[Records of labeled boxes]
########################################

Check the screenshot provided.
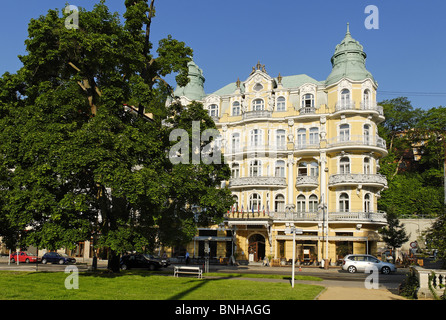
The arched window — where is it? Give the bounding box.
[308,194,318,212]
[297,161,319,177]
[297,128,307,148]
[253,83,263,91]
[249,193,262,212]
[339,192,350,212]
[276,96,286,111]
[232,101,240,116]
[232,195,238,212]
[274,194,285,212]
[209,104,218,117]
[249,160,262,177]
[364,157,372,174]
[296,194,305,212]
[232,132,240,153]
[302,93,314,111]
[231,163,240,178]
[251,129,262,147]
[364,124,371,145]
[252,99,265,111]
[339,123,350,142]
[276,129,286,149]
[297,162,308,176]
[309,127,319,146]
[362,89,372,110]
[310,161,319,177]
[341,89,350,109]
[339,157,350,174]
[364,193,372,212]
[274,160,285,178]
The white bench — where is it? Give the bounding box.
[173,266,203,279]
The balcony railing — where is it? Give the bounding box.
[360,102,384,116]
[299,107,316,114]
[229,177,287,188]
[296,176,319,188]
[328,173,387,188]
[335,101,356,112]
[335,101,384,115]
[328,211,387,223]
[327,135,386,149]
[225,210,387,224]
[242,110,272,120]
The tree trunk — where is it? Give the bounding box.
[107,249,120,273]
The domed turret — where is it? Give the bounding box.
[174,61,206,100]
[325,24,375,86]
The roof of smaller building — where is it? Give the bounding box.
[208,74,324,96]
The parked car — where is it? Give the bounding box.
[120,253,162,270]
[42,252,76,264]
[342,254,396,274]
[144,253,170,268]
[9,251,40,263]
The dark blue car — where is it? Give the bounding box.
[42,252,76,264]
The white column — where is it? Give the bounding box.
[286,154,295,209]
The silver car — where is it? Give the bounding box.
[342,254,396,274]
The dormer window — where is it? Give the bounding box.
[209,104,218,117]
[276,97,286,111]
[252,99,265,111]
[341,89,350,109]
[253,83,263,91]
[232,101,240,116]
[302,93,314,110]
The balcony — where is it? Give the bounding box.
[327,135,387,153]
[360,102,384,116]
[225,210,387,225]
[294,141,320,153]
[335,101,356,112]
[296,176,319,188]
[229,177,287,188]
[328,173,387,188]
[242,110,272,120]
[299,107,316,115]
[328,211,387,224]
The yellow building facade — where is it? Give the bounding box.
[175,25,387,264]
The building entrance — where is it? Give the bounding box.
[248,234,265,262]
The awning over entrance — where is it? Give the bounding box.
[276,235,372,241]
[193,236,232,241]
[228,220,270,227]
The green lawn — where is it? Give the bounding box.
[0,271,324,300]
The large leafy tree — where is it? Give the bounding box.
[378,97,446,217]
[0,0,228,271]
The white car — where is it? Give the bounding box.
[342,254,396,274]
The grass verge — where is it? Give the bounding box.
[0,271,324,300]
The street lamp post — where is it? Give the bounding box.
[285,223,303,288]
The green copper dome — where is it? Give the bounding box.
[173,61,206,100]
[325,24,375,86]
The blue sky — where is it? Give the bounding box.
[0,0,446,108]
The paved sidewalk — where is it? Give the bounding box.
[316,284,407,300]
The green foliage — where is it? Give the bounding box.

########################################

> The exercise:
Transcribe all of the data above word for word, omitting the pictures.

> Written solution:
Check the screenshot provided.
The arched window — where is it? Give the bounding box.
[308,194,318,212]
[297,161,319,177]
[297,128,307,148]
[253,83,263,91]
[249,193,262,212]
[339,192,350,212]
[276,96,286,111]
[232,101,240,116]
[232,195,238,212]
[274,194,285,212]
[209,104,218,117]
[249,160,262,177]
[364,157,372,174]
[296,194,305,212]
[232,132,240,153]
[302,93,314,111]
[231,163,240,178]
[251,129,262,147]
[364,124,371,145]
[252,99,265,111]
[339,123,350,142]
[276,129,286,149]
[297,162,308,176]
[309,127,319,146]
[362,89,372,110]
[310,161,319,177]
[341,89,350,109]
[339,157,350,174]
[364,193,372,212]
[274,160,285,178]
The white bench — where is it? Give the bounding box.
[173,266,203,279]
The balcony railing — where is it? Give the bounding box.
[360,102,384,116]
[299,107,316,114]
[229,177,287,188]
[296,176,319,188]
[328,173,387,188]
[335,101,356,112]
[335,101,384,115]
[328,211,387,223]
[327,135,386,149]
[225,210,387,224]
[242,110,272,120]
The tree trunk — where is it? Give the bounding box.
[107,249,120,273]
The domed turret — where is it? Give the bounding box.
[174,61,206,100]
[325,24,375,86]
The roof of smaller building — where is it? Give the bounding box.
[208,74,324,96]
The parked car — where is it? Give the bounding box.
[120,253,162,270]
[42,252,76,264]
[342,254,396,274]
[144,253,170,268]
[9,251,40,263]
The dark blue car — where is it? Give the bounding box.
[42,252,76,264]
The white column — where is it? Give the bounding box.
[286,154,295,209]
The silver car — where is it? Give the bounding box.
[342,254,396,274]
The dormer window — where is it? Give the bounding box.
[209,104,218,117]
[276,97,286,111]
[252,99,265,111]
[341,89,350,109]
[253,83,263,91]
[232,101,240,116]
[302,93,314,110]
The balcony — where is it? Give the bounding box.
[327,135,387,153]
[360,102,384,116]
[225,210,387,225]
[294,141,320,153]
[335,101,356,112]
[296,176,319,188]
[229,177,287,188]
[328,173,387,188]
[242,110,272,120]
[299,107,316,115]
[328,211,387,224]
The yellow building facade — where is it? Give the bounding box.
[175,25,387,264]
The building entrance — where is it? Give the bounding box.
[248,234,265,262]
The awning over entrance — where is it? Give the bounding box.
[276,235,372,241]
[193,236,232,241]
[228,220,270,227]
The green lawn — where is it? Give the bounding box.
[0,271,324,300]
The large leafy tree — where is it? Give the bounding box.
[378,97,446,217]
[0,0,228,271]
The white car — where is it? Give the bounding box.
[342,254,396,274]
The grass verge — where is it? Give the bounding box.
[0,271,324,300]
The street lamp post — where is it? Give the bounding box.
[285,223,303,288]
The green copper dome — where is it? Give the bounding box.
[173,61,206,100]
[325,24,375,86]
The blue sky — where is it? Give the bounding box.
[0,0,446,108]
The paved sidewalk — where is it? Give the bounding box.
[316,284,407,300]
The green foliage — where is it? Give the bounding box.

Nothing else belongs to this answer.